Retype every one of the rows below, keeping each line identical to the original.
## BEGIN SOURCE MATERIAL
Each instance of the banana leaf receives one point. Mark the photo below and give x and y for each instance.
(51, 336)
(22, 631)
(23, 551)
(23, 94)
## END SOURCE MATERIAL
- SOLUTION TO THE PROBLEM -
Each instance of the banana leaf receives one point. Mark the photo below and give x and y for each instance.
(51, 336)
(22, 631)
(23, 551)
(23, 94)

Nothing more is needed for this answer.